Same Seeds dataset — 210 samples, 7 morphological features, three balanced varieties. All preprocessing and feature scaling matches the K-Means notebook so the comparison is apples-to-apples.

4.1 K-Medoids Implementation¶

In [3]:
def kmedoids(X, K, T=50, seed=0):
    rng_ = np.random.default_rng(seed)
    n = len(X)
    medoid_idx = rng_.choice(n, K, replace=False)
    cost_hist = []
    assign = np.zeros(n, dtype=int)
    for _ in range(T):
        dists = np.linalg.norm(X[:, np.newaxis] - X[medoid_idx], axis=2)
        assign = np.argmin(dists, axis=1)
        cost = sum(np.linalg.norm(X[assign==j] - X[medoid_idx[j]], axis=1).sum()
                   for j in range(K) if (assign==j).any())
        cost_hist.append(cost)
        changed = False
        for j in range(K):
            cluster_idx = np.where(assign == j)[0]
            if len(cluster_idx) == 0: continue
            cluster_pts = X[cluster_idx]
            intra = np.array([np.linalg.norm(cluster_pts - cluster_pts[i], axis=1).sum()
                               for i in range(len(cluster_pts))])
            best = cluster_idx[np.argmin(intra)]
            if best != medoid_idx[j]:
                medoid_idx[j] = best; changed = True
        if not changed: break
    return assign, medoid_idx, cost_hist

palette = ['steelblue','tomato','seagreen']

assign_km_ref, _, _ = __import__('types').SimpleNamespace(), None, None

def kmeans(X, K, T=100, seed=0):
    rng_ = np.random.default_rng(seed)

Position identification lines:
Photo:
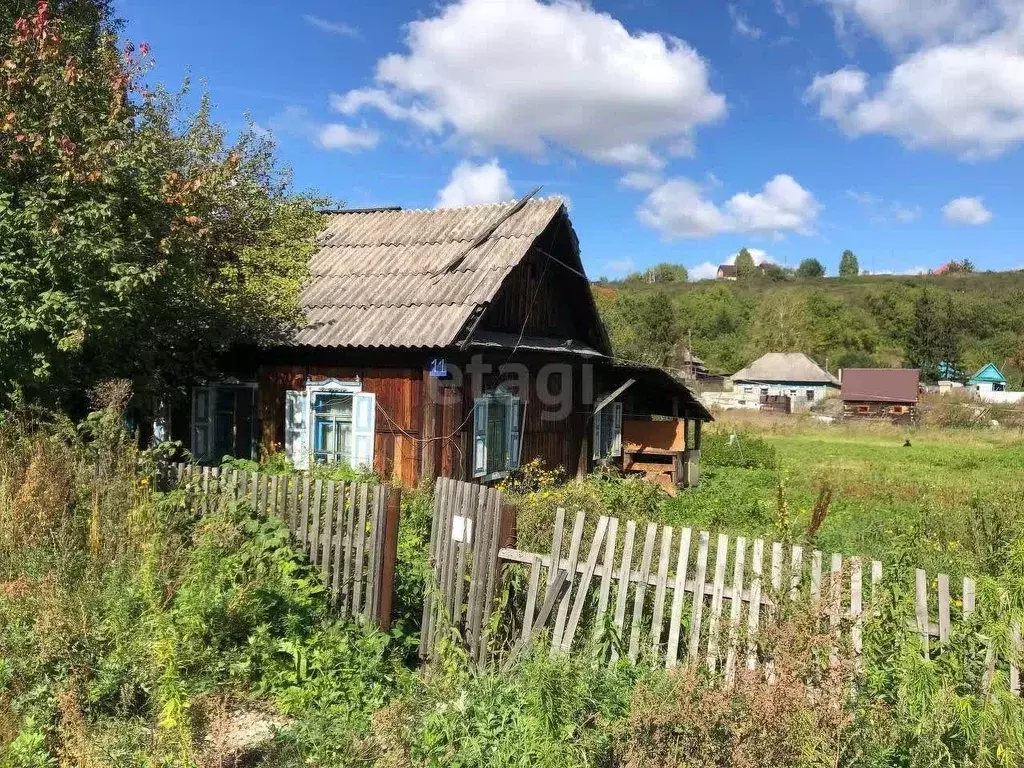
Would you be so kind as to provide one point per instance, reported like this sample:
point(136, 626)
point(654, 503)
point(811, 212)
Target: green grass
point(947, 503)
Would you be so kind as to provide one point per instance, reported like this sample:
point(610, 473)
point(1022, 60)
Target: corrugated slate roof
point(784, 368)
point(375, 281)
point(881, 384)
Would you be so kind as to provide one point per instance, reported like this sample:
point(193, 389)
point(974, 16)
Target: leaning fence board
point(735, 607)
point(624, 585)
point(754, 619)
point(640, 590)
point(659, 590)
point(584, 587)
point(678, 596)
point(611, 539)
point(563, 606)
point(721, 557)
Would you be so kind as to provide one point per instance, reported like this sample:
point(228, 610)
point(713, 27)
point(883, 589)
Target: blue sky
point(678, 130)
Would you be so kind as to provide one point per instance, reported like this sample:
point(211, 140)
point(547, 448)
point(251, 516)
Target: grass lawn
point(946, 503)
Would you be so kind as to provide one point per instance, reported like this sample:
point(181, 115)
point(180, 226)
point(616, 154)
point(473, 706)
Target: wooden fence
point(348, 529)
point(669, 593)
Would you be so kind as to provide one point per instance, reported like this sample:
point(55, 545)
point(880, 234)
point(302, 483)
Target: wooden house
point(881, 393)
point(458, 342)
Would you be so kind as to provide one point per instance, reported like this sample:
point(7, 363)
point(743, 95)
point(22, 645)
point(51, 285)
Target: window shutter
point(364, 421)
point(479, 436)
point(297, 428)
point(202, 431)
point(616, 429)
point(515, 432)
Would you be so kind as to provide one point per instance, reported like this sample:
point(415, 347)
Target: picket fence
point(667, 592)
point(348, 529)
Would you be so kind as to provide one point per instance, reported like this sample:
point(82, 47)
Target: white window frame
point(301, 422)
point(513, 434)
point(614, 410)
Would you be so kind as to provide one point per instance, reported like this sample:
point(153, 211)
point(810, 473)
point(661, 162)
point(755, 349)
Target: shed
point(790, 378)
point(988, 379)
point(881, 393)
point(461, 342)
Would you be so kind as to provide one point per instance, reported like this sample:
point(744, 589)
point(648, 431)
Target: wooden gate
point(348, 529)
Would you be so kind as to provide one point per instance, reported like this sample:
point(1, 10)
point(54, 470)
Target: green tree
point(848, 266)
point(744, 264)
point(810, 268)
point(135, 240)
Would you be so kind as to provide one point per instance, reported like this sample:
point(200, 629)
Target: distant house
point(988, 379)
point(459, 342)
point(881, 393)
point(783, 375)
point(728, 271)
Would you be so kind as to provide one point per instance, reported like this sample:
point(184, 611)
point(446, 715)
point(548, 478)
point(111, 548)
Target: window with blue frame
point(497, 434)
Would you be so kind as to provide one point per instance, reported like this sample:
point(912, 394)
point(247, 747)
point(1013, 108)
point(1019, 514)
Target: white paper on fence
point(462, 528)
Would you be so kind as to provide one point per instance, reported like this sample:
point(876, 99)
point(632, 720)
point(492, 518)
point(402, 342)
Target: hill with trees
point(962, 317)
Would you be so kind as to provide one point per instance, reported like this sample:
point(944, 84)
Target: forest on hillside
point(965, 320)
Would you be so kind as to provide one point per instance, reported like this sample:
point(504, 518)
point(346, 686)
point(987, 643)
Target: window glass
point(333, 427)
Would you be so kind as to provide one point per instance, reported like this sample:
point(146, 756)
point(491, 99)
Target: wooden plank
point(816, 577)
point(735, 607)
point(1016, 651)
point(921, 606)
point(657, 617)
point(532, 590)
point(721, 557)
point(373, 551)
point(462, 553)
point(877, 587)
point(624, 584)
point(678, 596)
point(304, 523)
point(609, 561)
point(943, 608)
point(754, 614)
point(325, 539)
point(640, 590)
point(856, 603)
point(493, 574)
point(480, 530)
point(358, 566)
point(970, 597)
point(338, 542)
point(698, 594)
point(430, 598)
point(348, 566)
point(776, 574)
point(796, 570)
point(314, 512)
point(584, 587)
point(563, 606)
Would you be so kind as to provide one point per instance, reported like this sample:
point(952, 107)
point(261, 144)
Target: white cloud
point(902, 22)
point(742, 25)
point(679, 208)
point(962, 90)
point(640, 180)
point(615, 268)
point(967, 211)
point(880, 211)
point(705, 270)
point(338, 136)
point(472, 184)
point(296, 122)
point(527, 75)
point(334, 28)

*Exercise directions:* Resume the Seeds clustering notebook from the point where it stops.

*Output for this task:*
    z = X[rng_.choice(len(X), K, replace=False)].copy()
    cost_hist = []; assign = np.zeros(len(X), dtype=int)
    for _ in range(T):
        dists = np.array([[np.linalg.norm(x-zi)**2 for zi in z] for x in X])
        assign = np.argmin(dists, axis=1)
        cost = sum(np.linalg.norm(X[assign==j]-z[j])**2 for j in range(K) if (assign==j).any())
        cost_hist.append(cost)
        z_new = np.array([X[assign==j].mean(axis=0) if (assign==j).any() else z[j] for j in range(K)])
        if np.allclose(z, z_new): break
        z = z_new
    return assign, z, cost_hist

assign_km, z_km, cost_km = kmeans(X, K=3, T=100, seed=42)
assign_md, medoid_idx, cost_md = kmedoids(X, K=3, T=50, seed=42)

fig, axes = plt.subplots(1, 2, figsize=(13, 5))
for ax, assign, title, ari in [
    (axes[0], assign_km, 'K-Means Clusters', adjusted_rand_score(y_true, assign_km)),
    (axes[1], assign_md, 'K-Medoids Clusters', adjusted_rand_score(y_true, assign_md))]:
    for j, col in enumerate(palette):
        m = assign == j
        ax.scatter(X_vis[m,0], X_vis[m,1], c=col, edgecolors='k', s=35, alpha=0.7, label=f'Cluster {j+1}')
    if title == 'K-Means Clusters':
        z_vis = pca.transform(z_km)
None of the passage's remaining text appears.